--- YOUR ASSIGNMENT ---
Write out all the entries word for word and omit any pictures.

Segment Start: DATA TO PROCESS

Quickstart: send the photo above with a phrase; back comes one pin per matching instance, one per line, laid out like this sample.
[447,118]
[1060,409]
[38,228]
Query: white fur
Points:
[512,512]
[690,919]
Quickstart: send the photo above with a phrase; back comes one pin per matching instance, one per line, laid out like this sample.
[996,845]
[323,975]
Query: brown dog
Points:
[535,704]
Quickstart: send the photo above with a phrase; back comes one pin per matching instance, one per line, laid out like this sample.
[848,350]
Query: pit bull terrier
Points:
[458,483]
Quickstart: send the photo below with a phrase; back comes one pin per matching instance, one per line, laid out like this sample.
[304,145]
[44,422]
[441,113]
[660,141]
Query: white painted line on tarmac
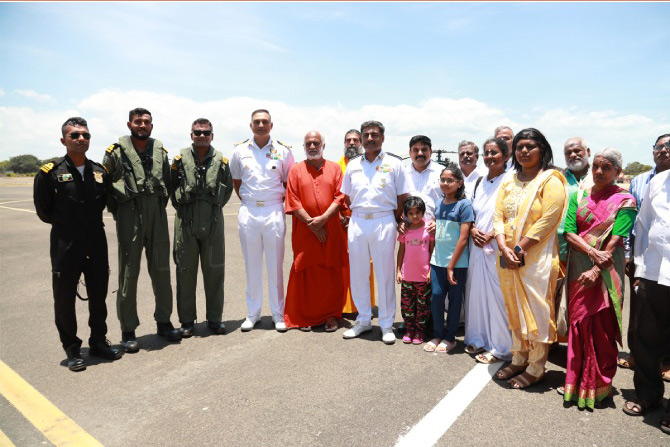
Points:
[436,423]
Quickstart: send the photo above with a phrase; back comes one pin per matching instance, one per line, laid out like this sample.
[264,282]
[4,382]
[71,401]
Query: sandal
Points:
[487,358]
[472,349]
[523,381]
[431,345]
[509,371]
[638,407]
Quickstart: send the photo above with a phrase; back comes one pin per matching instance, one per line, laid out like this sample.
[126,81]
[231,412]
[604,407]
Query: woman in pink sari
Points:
[595,226]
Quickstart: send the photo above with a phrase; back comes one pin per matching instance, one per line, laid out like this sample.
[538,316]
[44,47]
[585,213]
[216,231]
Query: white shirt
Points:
[425,184]
[263,171]
[652,229]
[374,187]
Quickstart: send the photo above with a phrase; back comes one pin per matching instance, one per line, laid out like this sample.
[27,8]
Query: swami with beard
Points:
[140,174]
[315,292]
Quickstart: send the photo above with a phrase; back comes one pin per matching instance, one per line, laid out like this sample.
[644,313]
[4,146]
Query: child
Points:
[449,263]
[413,272]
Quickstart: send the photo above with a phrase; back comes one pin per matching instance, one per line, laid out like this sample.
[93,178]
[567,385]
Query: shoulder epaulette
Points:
[285,145]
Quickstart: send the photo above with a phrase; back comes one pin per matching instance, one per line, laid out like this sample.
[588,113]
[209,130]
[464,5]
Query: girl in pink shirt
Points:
[413,272]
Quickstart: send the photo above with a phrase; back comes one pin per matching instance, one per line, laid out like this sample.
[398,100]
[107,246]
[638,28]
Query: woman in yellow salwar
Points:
[529,209]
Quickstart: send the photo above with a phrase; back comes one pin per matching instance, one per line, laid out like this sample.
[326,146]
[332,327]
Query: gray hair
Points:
[612,155]
[467,143]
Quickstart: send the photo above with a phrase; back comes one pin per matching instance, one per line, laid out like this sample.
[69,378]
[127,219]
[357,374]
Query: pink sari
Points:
[595,312]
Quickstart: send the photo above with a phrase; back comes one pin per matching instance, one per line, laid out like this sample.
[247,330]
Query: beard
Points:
[577,165]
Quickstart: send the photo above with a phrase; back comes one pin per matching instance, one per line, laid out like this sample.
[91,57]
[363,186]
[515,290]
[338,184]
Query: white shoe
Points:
[388,336]
[357,330]
[248,324]
[280,326]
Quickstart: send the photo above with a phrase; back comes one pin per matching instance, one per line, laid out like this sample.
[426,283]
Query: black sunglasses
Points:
[76,135]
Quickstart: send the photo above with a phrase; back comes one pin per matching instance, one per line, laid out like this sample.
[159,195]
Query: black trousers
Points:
[652,339]
[87,256]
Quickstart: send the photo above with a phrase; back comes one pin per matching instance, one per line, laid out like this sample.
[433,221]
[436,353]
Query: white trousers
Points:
[373,239]
[262,229]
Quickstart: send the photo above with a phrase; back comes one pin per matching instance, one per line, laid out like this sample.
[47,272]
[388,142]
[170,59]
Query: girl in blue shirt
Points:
[449,262]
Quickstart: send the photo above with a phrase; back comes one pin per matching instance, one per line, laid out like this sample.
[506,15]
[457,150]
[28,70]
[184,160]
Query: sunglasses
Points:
[76,135]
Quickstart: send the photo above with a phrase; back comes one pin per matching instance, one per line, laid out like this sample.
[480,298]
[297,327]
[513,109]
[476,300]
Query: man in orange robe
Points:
[352,148]
[315,293]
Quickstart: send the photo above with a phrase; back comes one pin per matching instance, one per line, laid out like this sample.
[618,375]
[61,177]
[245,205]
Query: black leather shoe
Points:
[75,361]
[168,332]
[217,328]
[129,342]
[104,349]
[187,329]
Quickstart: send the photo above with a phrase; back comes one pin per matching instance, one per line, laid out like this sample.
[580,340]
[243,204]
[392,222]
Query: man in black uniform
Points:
[70,194]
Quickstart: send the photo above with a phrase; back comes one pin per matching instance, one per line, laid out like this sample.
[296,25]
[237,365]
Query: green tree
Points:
[636,168]
[24,164]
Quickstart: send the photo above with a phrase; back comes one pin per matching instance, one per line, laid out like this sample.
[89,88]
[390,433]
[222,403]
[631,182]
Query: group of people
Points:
[532,251]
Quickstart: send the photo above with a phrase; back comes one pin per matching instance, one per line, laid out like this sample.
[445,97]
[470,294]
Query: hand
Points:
[450,276]
[603,259]
[512,261]
[588,278]
[431,228]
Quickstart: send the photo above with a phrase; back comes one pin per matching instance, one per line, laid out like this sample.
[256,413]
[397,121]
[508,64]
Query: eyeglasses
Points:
[76,135]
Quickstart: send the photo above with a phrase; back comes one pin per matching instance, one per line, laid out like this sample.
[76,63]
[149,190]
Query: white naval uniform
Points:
[426,185]
[261,220]
[373,189]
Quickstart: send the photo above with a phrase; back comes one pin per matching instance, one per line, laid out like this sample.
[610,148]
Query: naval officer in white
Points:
[375,189]
[259,167]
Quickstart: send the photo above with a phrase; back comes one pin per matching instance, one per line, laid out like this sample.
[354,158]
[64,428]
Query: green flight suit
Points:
[141,187]
[200,190]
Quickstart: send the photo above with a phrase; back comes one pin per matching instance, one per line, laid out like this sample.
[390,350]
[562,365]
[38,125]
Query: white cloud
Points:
[32,94]
[445,120]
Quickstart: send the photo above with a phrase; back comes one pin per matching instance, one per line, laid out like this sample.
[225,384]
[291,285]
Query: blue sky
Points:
[450,71]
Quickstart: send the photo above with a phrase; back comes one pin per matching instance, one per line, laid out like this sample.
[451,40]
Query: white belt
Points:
[262,202]
[368,216]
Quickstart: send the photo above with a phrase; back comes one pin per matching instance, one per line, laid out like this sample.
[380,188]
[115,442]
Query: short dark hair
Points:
[662,136]
[420,139]
[453,167]
[260,111]
[203,121]
[500,144]
[376,124]
[75,121]
[139,111]
[414,202]
[547,157]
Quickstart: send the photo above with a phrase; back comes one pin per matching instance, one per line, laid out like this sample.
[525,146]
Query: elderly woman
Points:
[486,326]
[529,208]
[595,227]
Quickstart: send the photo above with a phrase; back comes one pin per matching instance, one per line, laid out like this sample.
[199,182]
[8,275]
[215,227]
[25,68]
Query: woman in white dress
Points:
[486,325]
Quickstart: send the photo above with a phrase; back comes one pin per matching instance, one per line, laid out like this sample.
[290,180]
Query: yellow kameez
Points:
[532,209]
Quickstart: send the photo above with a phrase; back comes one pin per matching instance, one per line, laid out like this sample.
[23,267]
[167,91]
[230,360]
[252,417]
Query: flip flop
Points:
[487,358]
[472,349]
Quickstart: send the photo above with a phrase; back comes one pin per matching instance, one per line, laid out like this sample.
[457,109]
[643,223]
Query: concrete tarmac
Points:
[261,388]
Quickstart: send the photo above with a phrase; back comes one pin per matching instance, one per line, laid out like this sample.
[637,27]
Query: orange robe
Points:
[349,306]
[315,290]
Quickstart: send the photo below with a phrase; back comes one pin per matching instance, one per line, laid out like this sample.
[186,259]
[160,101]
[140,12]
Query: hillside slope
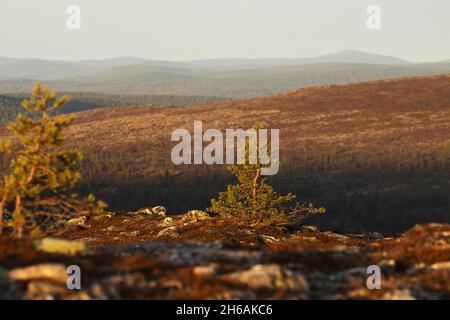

Segment End: DATA TO PROCESS

--- YOUR RESPONSE ---
Quickstart: send the photo above with a phrase; back comes one pin per matching instance, one per line, laid out like this sample.
[447,118]
[1060,409]
[38,228]
Query: white fur
Points:
[512,512]
[690,919]
Quickstart: send the photo above with a phrase; back comes one pin per matching instance, one per line, laid out like this sample.
[996,845]
[323,975]
Query: brown dog
Points:
[535,704]
Quickstart: send the photo above with a phrase; back comes one pin per matching instance, one per line, laid out like this sample.
[848,350]
Query: pit bull terrier
Points:
[458,483]
Quickstart: send the photo below with a phrase; back comes one pin per matching instance, one per line, laid out like this sample.
[304,145]
[44,422]
[441,113]
[660,141]
Query: white painted line on tarmac
Points:
[436,423]
Quickstart: send the photo above with a phrase; back comes one pin per matching instance, one per line, laid out like this sample.
[264,282]
[4,382]
[71,401]
Query: sandal
Points:
[487,358]
[472,349]
[523,381]
[431,345]
[509,371]
[638,407]
Quickstart: send the photo above with a phrase; back comes one pin per matching instance, one per line, laid out like this sample.
[126,81]
[231,412]
[604,407]
Query: woman in pink sari
Points:
[595,226]
Quickstart: send the photo above with a phrase; back comes one pin per matching instance, one per line, laid out like this sample.
[538,316]
[44,47]
[585,213]
[216,231]
Query: white shirt
Points:
[425,184]
[263,171]
[652,229]
[374,187]
Quickstart: send the photo above with a phrase; back comes one pin per matching instance, one per line, laid out like this sample.
[27,8]
Query: swami with beard
Points:
[140,174]
[315,292]
Quickstart: send the photo above with a phrase; back comes one pin per matching instance, one per line, laid out like this sample.
[644,313]
[4,146]
Query: child
Points:
[449,263]
[413,272]
Quickstart: send the photo above with a phrase; back comes one pin per matching instance, one per line, laid out like this sample.
[93,178]
[567,385]
Query: shoulder epaulette
Points:
[285,145]
Quickstart: send the photo above with a phrase; back comes one pin per matching instance, one per line, laid out like this sample.
[588,113]
[209,130]
[464,5]
Query: girl in pink shirt
Points:
[413,272]
Quickstart: send the photo above with a phrase; back comes one pin per matching instance, one per line, laid out like this sample.
[398,100]
[107,246]
[638,28]
Query: woman in yellow salwar
Points:
[529,209]
Quickstart: send the photo above with a phrase; back comes one pin per matching instance, one per line, laid out like this sample.
[326,146]
[332,327]
Query: gray hair
Points:
[612,155]
[467,143]
Quickstart: send the photo above with a phrase; back comes one pin per matching instance, one per line, laid out like this sample.
[69,378]
[127,219]
[357,374]
Query: pink sari
Points:
[595,312]
Quickstart: send the photo above with a phrase; back comes one pin per matching instance, one per line, laid out like this sample.
[247,330]
Query: beard
Points:
[577,165]
Quickstart: send the photo above with a phrase; back comes one pin per matching instance, one per line, laid out like this sample.
[91,57]
[363,186]
[515,290]
[338,184]
Query: white shoe
Points:
[388,336]
[357,330]
[248,324]
[280,326]
Quickstart: send the photo above with a phrase; back comes one pin per matching instance, one per line, laid out like this sample.
[426,283]
Query: black sunglasses
Points:
[76,135]
Quickstart: send the photo above with a phrase; back comes one pin per matching instance, one per line, laid out like this sample.
[159,195]
Query: black trousers
Points:
[652,339]
[87,256]
Quickstart: send the photo above with a phrase; back comes one pin per matching instance, one per line, laid out like this sample.
[433,221]
[436,353]
Query: white trousers
Points:
[373,239]
[262,229]
Quickstart: send the photo above with a phrase; back comes one pin per matching instance, one per line, laid out like this sample.
[47,272]
[388,142]
[170,59]
Query: girl in blue shirt
Points:
[449,262]
Quickstart: send the photo above with a phrase; back comes one pin per matching instance, one per line, laid out like this sample.
[506,15]
[457,150]
[28,70]
[184,160]
Query: sunglasses
Points:
[76,135]
Quickstart: send the photo above with a phrase; back comes one pin per matching instance, one per line, laid out like this sample.
[480,298]
[297,327]
[513,109]
[476,300]
Query: man in orange robe
Points:
[352,148]
[315,293]
Quickstart: send the photo above with a phrase; back comes one pin per matching instance, one per line, laid out like this sample.
[618,375]
[61,177]
[245,205]
Query: black leather shoe
Points:
[75,361]
[168,332]
[217,328]
[129,342]
[104,349]
[187,329]
Quickstart: send the photo above with a phrase; back comes one pin per matching instance, one per line, laid out like this sample.
[580,340]
[243,204]
[392,222]
Query: man in black uniform
Points:
[70,194]
Quickstart: send the photo above with a phrase; back comes one pin per matching instance, one per line, laid out like this sample.
[296,25]
[237,365]
Query: green tree
Points:
[636,168]
[24,164]
Quickstart: send the photo above with a phrase; back comes one pin per matching instance, one per line, laid out like this sample.
[89,88]
[390,433]
[222,403]
[631,182]
Query: group of people
Points:
[532,251]
Quickstart: send the photo above with a phrase; back comes one pin per matching instance, one per line, laid out like this sample.
[445,97]
[470,294]
Query: hand
Points:
[450,276]
[603,259]
[512,261]
[588,278]
[431,228]
Quickstart: send the photo above with a phrase; back comes one pin per matching instance, one per line, laid out like this sample.
[256,413]
[397,121]
[508,64]
Query: eyeglasses
Points:
[76,135]
Quickstart: send the photo above with a phrase; back comes one pin per matching instance, one per line, laid out like this sample.
[76,63]
[149,190]
Query: white naval uniform
Points:
[426,185]
[261,220]
[373,189]
Quickstart: send the photo above with a phrase; back comes one pin per matching instance, one per line, laid out like this sample.
[610,148]
Query: naval officer in white
Points:
[375,189]
[259,167]
Quickstart: send the photo above with a phrase; back comes one pin per matching instance, one per line, laid out like this sample.
[354,158]
[64,428]
Query: green flight suit
Points:
[141,187]
[200,190]
Quickstart: send the photo above with a phrase; back comes one pin per matching instance, one per line, laid out like this sample.
[390,350]
[562,365]
[38,125]
Query: white cloud
Points:
[32,94]
[445,120]
Quickstart: send the photo above with a phrase; back comes one pin per matching instance, one per line, laid out like this sample.
[225,384]
[291,285]
Query: blue sky
Points:
[450,71]
Quickstart: send the photo above with a phrase; back comes one pin per matching instance, one per line, laid out like this sample.
[451,40]
Query: white belt
Points:
[262,202]
[368,216]
Quickstart: send the photo above with a phrase; back comes one pin per matching instance, one per line, laid out like this sample.
[380,188]
[115,442]
Query: short dark hair
Points:
[662,136]
[420,139]
[453,167]
[260,111]
[203,121]
[500,144]
[376,124]
[75,121]
[139,111]
[414,202]
[547,157]
Quickstart: send the photo above with a phrase; back comes one pin per matching instance, one per line, laid out like this sample.
[525,146]
Query: elderly woman
Points:
[486,326]
[529,208]
[595,227]
Quickstart: send the photo above with a phrase; back comes one pin per matching instance, one per line, laid out like this sample.
[199,182]
[8,275]
[215,227]
[25,68]
Query: woman in white dress
Points:
[486,325]
Quickstart: send the photo above with a phrase; back comes one pin per matching instance, one per line, laid out like this sample.
[290,180]
Query: yellow kameez
Points:
[532,209]
Quickstart: send the photo above with a phrase; back comes one pin per matching instance, one per line, laid out like this sample.
[23,267]
[167,91]
[230,360]
[252,417]
Query: flip flop
Points:
[487,358]
[472,349]
Quickstart: send the photo above with a phrase; back comes one pin per matching instance, one per line, laid out like this sample.
[457,109]
[643,223]
Query: concrete tarmac
Points:
[261,388]
Quickstart: send the photo above with a phrase; back comes one pin per matching instance, one per line, laid out like this sample.
[637,27]
Query: orange robe
Points:
[349,306]
[315,290]
Quickstart: send the photo below with a phrase; back comes one pin per matching instance, one per line, laid out like this sample.
[186,259]
[160,101]
[140,12]
Query: hillside slope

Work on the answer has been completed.